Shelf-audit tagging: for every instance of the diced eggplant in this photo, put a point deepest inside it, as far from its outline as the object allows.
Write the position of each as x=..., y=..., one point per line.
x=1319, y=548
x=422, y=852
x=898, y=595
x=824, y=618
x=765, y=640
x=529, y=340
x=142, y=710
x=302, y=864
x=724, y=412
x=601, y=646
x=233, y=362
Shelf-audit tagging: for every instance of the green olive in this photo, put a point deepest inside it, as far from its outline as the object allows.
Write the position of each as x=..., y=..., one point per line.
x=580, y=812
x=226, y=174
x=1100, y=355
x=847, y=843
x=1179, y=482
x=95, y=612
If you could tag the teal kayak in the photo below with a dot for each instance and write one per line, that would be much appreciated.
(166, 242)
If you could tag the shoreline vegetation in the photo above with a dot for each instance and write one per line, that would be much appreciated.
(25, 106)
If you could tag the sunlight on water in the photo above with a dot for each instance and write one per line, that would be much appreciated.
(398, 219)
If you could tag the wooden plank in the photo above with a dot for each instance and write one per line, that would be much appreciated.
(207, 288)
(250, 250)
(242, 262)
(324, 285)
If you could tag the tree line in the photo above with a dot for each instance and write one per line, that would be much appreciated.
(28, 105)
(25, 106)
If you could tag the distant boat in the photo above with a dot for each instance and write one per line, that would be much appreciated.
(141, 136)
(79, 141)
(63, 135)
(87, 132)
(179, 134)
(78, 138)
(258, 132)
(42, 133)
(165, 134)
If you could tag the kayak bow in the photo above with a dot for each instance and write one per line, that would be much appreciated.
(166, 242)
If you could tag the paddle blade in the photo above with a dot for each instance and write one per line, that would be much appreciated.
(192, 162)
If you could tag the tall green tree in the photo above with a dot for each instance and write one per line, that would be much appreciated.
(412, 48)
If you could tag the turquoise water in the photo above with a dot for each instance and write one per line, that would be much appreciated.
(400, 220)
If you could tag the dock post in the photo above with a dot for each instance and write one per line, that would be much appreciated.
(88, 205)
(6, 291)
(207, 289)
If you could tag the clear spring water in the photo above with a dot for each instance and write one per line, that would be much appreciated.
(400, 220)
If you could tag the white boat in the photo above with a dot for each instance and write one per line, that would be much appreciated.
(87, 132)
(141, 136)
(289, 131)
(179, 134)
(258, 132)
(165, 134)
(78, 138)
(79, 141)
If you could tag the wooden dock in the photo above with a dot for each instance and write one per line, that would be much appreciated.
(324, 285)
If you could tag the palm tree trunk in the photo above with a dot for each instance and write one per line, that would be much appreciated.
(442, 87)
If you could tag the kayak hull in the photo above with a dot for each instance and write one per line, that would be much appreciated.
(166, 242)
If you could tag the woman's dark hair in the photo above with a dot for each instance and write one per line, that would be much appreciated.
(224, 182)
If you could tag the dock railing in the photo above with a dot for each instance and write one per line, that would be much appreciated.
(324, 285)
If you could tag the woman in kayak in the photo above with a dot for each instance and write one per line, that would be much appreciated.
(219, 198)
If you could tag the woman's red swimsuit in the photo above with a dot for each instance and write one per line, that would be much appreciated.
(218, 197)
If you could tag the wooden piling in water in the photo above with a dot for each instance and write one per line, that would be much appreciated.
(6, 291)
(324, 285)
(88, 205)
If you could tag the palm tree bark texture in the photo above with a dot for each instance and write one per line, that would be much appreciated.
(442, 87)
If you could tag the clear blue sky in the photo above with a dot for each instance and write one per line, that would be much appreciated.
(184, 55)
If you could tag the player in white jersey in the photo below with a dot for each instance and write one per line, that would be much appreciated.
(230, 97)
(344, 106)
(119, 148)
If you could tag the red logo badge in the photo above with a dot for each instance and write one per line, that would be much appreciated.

================

» Set problem:
Rename "diced eggplant" to "eggplant cube" in the rows from the start up to and including the line with "x=233, y=362", and give those lines again with nothing else changed.

» Written answer:
Shelf-audit tagging: for every instance of the eggplant cube in this photo, put a point deepest inside it, as far from its outline as the object allows.
Write the position of each as x=..., y=..., one point per line.
x=1319, y=548
x=422, y=852
x=898, y=595
x=824, y=618
x=765, y=640
x=529, y=340
x=142, y=710
x=302, y=864
x=724, y=412
x=601, y=646
x=233, y=362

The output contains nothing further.